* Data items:
** Start **

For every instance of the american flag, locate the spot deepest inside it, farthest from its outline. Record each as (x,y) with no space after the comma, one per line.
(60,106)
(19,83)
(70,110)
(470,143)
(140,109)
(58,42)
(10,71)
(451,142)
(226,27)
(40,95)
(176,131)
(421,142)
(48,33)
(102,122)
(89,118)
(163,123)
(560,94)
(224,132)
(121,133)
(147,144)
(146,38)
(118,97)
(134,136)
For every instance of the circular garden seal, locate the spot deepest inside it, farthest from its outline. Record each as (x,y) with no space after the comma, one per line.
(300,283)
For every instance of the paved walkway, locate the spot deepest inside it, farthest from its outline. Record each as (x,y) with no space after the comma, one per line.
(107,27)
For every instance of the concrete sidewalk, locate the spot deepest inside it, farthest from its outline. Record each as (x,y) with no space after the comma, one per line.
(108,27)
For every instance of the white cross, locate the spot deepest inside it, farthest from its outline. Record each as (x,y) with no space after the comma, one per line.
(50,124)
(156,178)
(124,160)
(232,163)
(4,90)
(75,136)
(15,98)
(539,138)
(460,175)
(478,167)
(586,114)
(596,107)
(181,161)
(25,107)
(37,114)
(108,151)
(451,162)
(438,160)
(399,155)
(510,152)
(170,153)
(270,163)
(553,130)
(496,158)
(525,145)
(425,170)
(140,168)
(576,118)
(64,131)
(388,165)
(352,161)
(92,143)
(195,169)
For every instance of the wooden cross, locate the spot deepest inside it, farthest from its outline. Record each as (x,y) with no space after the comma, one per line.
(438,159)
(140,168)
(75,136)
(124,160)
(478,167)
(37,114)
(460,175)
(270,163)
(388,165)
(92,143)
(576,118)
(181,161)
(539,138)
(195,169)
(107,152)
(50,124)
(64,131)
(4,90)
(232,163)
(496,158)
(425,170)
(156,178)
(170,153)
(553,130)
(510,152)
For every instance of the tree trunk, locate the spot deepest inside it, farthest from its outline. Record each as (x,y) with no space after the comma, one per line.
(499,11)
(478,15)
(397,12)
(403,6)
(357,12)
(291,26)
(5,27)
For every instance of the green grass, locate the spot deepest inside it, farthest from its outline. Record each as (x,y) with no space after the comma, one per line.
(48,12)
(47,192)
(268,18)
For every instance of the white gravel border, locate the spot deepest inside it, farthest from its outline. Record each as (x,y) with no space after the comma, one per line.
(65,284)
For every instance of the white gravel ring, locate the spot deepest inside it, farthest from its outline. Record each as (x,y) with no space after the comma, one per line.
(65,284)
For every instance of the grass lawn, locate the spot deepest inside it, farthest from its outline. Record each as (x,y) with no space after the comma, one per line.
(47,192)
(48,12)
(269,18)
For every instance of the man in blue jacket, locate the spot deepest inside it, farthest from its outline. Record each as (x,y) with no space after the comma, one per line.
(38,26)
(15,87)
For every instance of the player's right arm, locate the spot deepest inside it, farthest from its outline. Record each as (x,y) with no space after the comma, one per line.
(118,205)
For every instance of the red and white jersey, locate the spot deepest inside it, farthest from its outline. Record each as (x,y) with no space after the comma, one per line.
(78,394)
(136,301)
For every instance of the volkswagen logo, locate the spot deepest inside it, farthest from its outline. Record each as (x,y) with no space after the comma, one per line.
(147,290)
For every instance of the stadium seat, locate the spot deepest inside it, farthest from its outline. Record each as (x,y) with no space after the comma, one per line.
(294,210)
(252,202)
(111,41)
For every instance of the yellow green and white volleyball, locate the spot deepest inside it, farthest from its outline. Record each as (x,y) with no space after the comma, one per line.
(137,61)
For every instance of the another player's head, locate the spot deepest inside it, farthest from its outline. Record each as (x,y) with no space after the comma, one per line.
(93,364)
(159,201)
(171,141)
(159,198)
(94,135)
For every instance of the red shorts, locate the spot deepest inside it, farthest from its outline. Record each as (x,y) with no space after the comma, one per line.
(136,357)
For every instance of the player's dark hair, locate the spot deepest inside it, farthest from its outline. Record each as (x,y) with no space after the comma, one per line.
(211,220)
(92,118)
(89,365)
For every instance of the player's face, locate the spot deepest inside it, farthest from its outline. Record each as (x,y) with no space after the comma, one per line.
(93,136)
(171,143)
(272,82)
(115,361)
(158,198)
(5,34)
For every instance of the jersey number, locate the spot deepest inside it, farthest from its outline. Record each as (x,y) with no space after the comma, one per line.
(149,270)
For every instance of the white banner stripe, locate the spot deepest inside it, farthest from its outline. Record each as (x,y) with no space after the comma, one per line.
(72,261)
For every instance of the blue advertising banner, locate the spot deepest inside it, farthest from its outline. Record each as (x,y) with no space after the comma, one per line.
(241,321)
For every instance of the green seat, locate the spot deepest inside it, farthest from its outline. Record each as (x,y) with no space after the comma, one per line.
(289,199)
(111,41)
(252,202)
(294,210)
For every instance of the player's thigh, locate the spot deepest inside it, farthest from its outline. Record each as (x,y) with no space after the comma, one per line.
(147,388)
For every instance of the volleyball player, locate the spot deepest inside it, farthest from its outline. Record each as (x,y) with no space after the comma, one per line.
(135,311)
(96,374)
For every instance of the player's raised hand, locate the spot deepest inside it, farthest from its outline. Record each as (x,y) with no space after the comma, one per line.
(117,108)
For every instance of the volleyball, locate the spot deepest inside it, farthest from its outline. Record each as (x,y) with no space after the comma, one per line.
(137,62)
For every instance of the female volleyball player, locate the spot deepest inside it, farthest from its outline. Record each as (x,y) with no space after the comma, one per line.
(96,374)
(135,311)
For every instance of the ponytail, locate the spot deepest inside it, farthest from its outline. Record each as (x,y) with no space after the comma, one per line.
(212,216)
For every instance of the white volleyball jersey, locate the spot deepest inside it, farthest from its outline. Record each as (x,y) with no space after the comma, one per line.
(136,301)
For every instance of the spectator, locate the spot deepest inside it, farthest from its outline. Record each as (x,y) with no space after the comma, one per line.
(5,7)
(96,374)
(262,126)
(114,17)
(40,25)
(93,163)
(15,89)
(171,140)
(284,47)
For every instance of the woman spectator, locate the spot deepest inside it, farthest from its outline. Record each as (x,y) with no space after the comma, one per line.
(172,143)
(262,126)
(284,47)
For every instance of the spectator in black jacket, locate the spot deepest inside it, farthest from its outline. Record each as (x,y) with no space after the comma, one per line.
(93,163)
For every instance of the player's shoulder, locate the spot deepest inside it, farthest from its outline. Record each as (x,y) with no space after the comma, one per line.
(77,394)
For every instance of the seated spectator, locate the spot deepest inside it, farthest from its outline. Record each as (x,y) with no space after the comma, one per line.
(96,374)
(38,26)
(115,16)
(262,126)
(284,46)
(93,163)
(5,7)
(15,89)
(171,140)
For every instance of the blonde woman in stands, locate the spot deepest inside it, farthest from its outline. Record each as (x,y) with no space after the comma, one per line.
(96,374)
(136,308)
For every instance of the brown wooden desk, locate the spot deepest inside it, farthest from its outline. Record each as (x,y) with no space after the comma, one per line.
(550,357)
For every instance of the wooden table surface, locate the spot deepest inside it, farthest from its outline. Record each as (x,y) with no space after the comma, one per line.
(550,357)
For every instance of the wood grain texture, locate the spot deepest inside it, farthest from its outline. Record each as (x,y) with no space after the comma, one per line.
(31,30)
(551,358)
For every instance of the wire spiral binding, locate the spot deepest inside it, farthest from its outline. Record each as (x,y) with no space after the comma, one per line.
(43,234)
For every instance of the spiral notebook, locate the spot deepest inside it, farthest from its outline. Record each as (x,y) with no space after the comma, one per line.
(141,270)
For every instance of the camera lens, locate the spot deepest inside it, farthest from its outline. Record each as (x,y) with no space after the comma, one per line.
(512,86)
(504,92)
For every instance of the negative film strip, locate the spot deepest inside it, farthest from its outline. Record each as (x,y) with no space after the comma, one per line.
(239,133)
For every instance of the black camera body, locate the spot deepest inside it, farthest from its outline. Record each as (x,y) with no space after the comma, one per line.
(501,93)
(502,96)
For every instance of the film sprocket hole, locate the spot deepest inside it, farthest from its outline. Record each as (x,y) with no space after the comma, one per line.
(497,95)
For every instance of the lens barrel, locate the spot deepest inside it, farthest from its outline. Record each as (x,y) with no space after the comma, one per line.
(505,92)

** End **

* What needs to be done: Retype exactly, please, each line from the line that contains "For every instance of the camera" through the last line of the entries above, with nothing added.

* Reply to the exercise:
For every instance of the camera lens, locate the spot deepest inside it, farthest from its outline. Record each as (x,y) with no space after the comma, one per line.
(512,86)
(504,92)
For every instance of the negative film strip, locate the spot deepest inside it, farthest from its outline. Record each as (x,y) with no space after the comma, one per line.
(239,133)
For every instance of the black camera body, locate the spot deepest inside it, farthest from its outline. Record each as (x,y) with no space after the comma, one per line.
(501,93)
(502,96)
For every instance of the film sprocket hole, locate the spot deepest inside it, farthest from its outline. Record each as (x,y) with no space after the comma, one per line.
(497,95)
For every instance of the lens barrel, locate the spot deepest inside it, farthest from its outline. Record each as (x,y) with no space after the comma, one per line.
(505,92)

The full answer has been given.